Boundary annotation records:
-- BEGIN --
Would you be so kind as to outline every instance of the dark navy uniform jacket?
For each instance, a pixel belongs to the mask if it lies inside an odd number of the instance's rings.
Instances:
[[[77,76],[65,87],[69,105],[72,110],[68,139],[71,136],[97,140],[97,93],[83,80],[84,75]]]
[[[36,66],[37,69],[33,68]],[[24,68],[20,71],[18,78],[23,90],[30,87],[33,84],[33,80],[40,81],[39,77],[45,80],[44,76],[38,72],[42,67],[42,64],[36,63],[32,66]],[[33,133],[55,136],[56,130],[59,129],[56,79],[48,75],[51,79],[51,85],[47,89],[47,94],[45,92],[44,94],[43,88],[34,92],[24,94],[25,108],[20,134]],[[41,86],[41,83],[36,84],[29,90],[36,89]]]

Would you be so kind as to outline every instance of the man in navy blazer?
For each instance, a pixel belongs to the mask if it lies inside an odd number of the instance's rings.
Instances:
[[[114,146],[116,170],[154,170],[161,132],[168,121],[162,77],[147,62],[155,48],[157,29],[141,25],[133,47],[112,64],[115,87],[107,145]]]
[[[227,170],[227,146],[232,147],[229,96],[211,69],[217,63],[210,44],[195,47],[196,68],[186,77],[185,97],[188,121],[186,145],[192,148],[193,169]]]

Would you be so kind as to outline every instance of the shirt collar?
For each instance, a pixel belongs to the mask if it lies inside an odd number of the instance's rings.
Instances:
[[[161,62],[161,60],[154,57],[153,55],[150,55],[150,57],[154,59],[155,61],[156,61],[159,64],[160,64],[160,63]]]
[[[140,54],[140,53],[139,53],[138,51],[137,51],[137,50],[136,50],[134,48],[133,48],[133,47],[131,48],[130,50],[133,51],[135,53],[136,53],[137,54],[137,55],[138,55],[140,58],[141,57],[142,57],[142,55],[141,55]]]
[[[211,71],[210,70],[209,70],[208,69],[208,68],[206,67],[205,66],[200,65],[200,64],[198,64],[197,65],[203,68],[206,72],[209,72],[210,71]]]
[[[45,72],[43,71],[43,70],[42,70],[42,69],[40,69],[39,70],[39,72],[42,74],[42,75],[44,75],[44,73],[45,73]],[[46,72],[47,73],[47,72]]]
-- END --
**WHAT YOU HAVE TO DO:** Rewrite all of the data above with every "Would you be so kind as to outline" changed to "Please outline" and nothing else altered.

**FINISHED TASK:**
Please outline every instance of the dark navy uniform jacket?
For each instance, a pixel belongs to the mask if it lies inside an odd number of the instance's rings.
Instances:
[[[77,76],[65,87],[69,105],[72,110],[68,139],[71,136],[97,140],[97,93],[83,80],[84,75]]]
[[[36,66],[37,69],[33,68]],[[24,68],[20,71],[18,78],[23,90],[30,87],[33,84],[33,80],[40,81],[39,77],[45,80],[44,76],[38,72],[42,67],[42,64],[36,63],[32,66]],[[33,133],[55,136],[56,130],[59,129],[56,79],[48,75],[51,79],[51,85],[47,89],[47,94],[45,92],[44,94],[43,88],[34,92],[24,94],[25,108],[20,134]],[[41,86],[41,83],[36,84],[29,90],[36,89]]]

Please outline every instance of the man in navy blazer?
For each instance, a pixel belongs to the mask if it lies inside an odd number of the instance's rings.
Instances:
[[[114,146],[116,170],[154,170],[161,132],[168,121],[162,77],[147,62],[155,48],[157,29],[141,25],[133,47],[112,64],[115,87],[107,145]]]
[[[227,170],[227,146],[232,147],[229,96],[211,69],[217,63],[210,44],[195,47],[196,68],[186,77],[185,97],[188,121],[186,145],[192,148],[193,169]]]

Please outline every instance of the shirt collar?
For each instance, a pixel belongs to the mask if it lies inside an odd number of the instance's rings.
Instances:
[[[161,62],[161,60],[154,57],[153,55],[150,55],[150,57],[154,59],[155,61],[156,61],[159,64],[160,64],[160,63]]]
[[[140,54],[140,53],[139,53],[138,51],[137,51],[137,50],[136,50],[134,48],[133,48],[133,47],[131,48],[130,50],[133,51],[135,53],[136,53],[137,54],[137,55],[138,55],[140,58],[141,57],[142,57],[142,55],[141,55]]]
[[[211,71],[210,70],[209,70],[208,69],[208,68],[206,67],[205,66],[200,65],[200,64],[198,64],[197,65],[203,68],[206,72],[209,72],[210,71]]]
[[[45,72],[43,71],[43,70],[42,70],[42,69],[40,69],[39,70],[39,72],[42,74],[42,75],[44,75],[44,73],[45,73]],[[46,72],[47,73],[47,72]]]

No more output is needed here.